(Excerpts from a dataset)
++++

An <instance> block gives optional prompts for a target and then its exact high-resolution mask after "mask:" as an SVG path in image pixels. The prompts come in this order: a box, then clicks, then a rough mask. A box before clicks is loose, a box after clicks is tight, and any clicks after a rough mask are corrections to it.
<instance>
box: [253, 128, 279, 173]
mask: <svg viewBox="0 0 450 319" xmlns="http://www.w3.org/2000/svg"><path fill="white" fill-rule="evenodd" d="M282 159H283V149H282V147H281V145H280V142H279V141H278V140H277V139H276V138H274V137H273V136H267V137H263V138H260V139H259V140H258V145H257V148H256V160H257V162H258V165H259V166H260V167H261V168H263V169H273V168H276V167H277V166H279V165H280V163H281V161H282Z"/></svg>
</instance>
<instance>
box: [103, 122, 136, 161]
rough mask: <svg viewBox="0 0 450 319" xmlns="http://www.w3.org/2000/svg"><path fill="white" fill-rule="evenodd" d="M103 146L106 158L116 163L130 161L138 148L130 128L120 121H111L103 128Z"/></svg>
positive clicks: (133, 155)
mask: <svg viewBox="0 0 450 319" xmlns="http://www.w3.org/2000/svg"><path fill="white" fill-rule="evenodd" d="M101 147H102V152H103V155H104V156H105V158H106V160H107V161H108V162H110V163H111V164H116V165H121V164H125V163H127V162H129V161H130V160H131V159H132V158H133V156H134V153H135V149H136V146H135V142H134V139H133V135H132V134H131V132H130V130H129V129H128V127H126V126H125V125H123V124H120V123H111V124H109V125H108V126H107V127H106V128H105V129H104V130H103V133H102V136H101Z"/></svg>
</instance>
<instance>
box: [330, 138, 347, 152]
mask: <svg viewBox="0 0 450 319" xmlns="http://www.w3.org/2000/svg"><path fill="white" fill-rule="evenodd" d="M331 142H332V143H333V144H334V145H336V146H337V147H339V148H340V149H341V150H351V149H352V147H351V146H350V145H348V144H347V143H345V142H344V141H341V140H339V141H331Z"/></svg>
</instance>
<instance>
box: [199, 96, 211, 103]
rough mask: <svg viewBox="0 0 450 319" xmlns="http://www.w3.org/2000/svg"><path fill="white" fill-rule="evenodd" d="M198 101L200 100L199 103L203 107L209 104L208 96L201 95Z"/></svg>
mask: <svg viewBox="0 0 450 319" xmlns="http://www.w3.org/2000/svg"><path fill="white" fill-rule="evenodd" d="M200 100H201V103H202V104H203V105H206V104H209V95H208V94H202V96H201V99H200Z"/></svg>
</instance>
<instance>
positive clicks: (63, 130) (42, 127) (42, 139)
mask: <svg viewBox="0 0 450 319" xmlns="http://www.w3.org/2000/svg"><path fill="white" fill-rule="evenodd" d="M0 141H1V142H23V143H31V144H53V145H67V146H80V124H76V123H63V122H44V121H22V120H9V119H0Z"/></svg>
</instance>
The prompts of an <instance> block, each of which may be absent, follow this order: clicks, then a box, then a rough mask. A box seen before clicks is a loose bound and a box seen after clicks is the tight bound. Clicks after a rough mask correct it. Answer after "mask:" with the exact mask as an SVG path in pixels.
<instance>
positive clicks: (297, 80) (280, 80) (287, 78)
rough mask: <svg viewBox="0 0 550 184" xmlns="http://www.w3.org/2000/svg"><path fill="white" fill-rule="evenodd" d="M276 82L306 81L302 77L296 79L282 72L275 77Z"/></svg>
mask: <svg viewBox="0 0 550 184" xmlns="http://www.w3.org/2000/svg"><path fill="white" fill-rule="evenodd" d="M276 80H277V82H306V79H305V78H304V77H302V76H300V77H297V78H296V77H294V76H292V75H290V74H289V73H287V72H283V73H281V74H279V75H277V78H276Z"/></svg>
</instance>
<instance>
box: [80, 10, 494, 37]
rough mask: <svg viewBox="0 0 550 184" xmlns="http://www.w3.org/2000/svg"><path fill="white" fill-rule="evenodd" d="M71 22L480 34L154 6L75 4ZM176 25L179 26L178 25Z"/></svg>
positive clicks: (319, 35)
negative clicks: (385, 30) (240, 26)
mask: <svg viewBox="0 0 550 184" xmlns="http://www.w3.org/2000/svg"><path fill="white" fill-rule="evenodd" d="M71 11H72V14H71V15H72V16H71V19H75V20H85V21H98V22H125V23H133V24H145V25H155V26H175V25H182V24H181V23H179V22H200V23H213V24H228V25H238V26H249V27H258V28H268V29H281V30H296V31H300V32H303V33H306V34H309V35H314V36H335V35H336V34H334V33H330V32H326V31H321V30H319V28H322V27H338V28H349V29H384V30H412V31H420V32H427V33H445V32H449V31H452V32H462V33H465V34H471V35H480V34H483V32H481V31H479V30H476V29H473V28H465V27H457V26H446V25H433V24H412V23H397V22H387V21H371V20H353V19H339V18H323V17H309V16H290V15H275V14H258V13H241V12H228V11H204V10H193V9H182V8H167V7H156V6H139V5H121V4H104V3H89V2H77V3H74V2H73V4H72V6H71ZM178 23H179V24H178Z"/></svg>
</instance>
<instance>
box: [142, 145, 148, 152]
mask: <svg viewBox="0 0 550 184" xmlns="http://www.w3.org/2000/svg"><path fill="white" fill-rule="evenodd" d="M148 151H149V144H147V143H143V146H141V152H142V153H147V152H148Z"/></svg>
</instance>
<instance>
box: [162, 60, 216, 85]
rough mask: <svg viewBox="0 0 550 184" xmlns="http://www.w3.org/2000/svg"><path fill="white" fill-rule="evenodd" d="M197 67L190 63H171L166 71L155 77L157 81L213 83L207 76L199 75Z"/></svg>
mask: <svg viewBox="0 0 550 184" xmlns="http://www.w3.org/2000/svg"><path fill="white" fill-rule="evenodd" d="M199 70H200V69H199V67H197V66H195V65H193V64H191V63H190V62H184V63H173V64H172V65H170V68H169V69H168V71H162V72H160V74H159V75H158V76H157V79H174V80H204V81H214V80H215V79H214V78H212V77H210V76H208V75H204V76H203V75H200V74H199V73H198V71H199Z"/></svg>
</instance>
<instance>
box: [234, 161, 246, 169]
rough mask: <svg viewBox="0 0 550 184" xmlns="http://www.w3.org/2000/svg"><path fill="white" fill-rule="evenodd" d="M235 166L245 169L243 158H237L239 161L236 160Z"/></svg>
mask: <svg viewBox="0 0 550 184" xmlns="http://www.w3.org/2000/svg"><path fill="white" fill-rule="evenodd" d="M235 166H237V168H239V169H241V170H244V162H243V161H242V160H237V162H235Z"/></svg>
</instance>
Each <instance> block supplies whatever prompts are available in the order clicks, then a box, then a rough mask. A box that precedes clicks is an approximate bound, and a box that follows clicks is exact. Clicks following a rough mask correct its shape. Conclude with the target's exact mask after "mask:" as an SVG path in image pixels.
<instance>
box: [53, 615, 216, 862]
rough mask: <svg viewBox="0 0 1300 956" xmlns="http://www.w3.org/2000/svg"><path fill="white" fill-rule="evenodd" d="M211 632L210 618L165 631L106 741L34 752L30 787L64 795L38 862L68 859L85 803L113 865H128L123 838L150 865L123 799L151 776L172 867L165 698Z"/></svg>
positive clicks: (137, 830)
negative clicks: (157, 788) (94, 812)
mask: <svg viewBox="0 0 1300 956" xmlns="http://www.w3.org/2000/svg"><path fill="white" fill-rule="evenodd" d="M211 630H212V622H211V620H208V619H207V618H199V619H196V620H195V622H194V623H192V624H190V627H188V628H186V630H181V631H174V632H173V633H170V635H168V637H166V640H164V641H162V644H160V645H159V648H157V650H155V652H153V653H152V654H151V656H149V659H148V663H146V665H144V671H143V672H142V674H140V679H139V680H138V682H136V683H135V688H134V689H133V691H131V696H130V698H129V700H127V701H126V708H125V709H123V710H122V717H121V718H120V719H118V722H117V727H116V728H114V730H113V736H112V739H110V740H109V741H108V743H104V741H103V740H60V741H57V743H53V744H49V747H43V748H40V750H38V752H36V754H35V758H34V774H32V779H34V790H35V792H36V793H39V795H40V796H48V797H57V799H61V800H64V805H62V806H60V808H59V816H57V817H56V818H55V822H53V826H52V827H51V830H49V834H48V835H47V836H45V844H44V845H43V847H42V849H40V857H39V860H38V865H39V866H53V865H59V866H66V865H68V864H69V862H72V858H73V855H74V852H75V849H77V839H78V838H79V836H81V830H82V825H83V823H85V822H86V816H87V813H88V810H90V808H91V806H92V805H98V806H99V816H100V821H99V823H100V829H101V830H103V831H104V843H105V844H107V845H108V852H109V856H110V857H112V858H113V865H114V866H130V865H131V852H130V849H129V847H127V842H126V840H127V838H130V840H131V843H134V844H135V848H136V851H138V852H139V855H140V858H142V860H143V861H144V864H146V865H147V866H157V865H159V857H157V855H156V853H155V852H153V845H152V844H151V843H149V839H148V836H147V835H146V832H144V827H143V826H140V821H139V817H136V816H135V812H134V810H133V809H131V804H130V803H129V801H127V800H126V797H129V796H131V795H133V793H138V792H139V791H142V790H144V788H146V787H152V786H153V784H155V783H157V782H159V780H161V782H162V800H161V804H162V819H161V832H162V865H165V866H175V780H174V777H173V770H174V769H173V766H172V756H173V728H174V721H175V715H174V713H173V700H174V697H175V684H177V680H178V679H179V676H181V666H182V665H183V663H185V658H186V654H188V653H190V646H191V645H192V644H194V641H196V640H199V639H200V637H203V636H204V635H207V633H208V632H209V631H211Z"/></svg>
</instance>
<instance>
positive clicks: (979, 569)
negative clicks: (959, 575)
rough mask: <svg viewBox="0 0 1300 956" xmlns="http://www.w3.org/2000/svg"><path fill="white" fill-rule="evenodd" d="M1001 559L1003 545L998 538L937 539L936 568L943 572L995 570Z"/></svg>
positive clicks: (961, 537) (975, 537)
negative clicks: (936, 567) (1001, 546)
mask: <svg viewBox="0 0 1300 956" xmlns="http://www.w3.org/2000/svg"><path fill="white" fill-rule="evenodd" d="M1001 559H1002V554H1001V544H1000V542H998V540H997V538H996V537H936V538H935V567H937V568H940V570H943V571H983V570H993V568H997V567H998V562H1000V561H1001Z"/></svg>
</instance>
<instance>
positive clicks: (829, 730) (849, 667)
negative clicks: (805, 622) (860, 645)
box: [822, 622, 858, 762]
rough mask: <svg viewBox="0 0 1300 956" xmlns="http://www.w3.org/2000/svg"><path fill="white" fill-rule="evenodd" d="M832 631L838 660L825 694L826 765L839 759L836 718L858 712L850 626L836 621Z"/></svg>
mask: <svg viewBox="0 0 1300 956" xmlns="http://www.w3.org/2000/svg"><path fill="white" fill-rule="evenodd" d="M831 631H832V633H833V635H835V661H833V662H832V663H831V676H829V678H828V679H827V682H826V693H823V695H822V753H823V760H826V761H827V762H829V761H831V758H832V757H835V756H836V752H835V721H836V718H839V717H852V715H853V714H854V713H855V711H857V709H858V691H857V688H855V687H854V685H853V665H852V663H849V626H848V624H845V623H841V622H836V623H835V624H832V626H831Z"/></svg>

++++

# YOUR OBJECTIVE
Go through the records above and return each line in which the word "exact" occurs.

# ANSWER AREA
An <instance> block gives optional prompts for a target and then its exact high-resolution mask after "mask:" as an SVG path in image pixels. The prompts come in this order: a box, then clicks, then a rough mask. A box before clicks is loose, a box after clicks is tight, and any clicks after a rough mask are corrections to it.
The prompts of an <instance> block, each of which may be absent, follow this order: clicks, then a box, then a rough mask. A box seen before clicks is a loose bound and a box seen after clicks is the tight bound. Clicks after a rough mask correct it. Answer after "mask:" with the exact mask as an SVG path in pixels.
Each <instance> block supplies whatever prompts are available in the order clicks, then a box, then a rough mask. A box that precedes clicks is an approximate bound, and a box that follows clicks is exact. Clicks following a rough mask correct its shape. Conclude with the target's exact mask after "mask:" as an SVG path in image pixels.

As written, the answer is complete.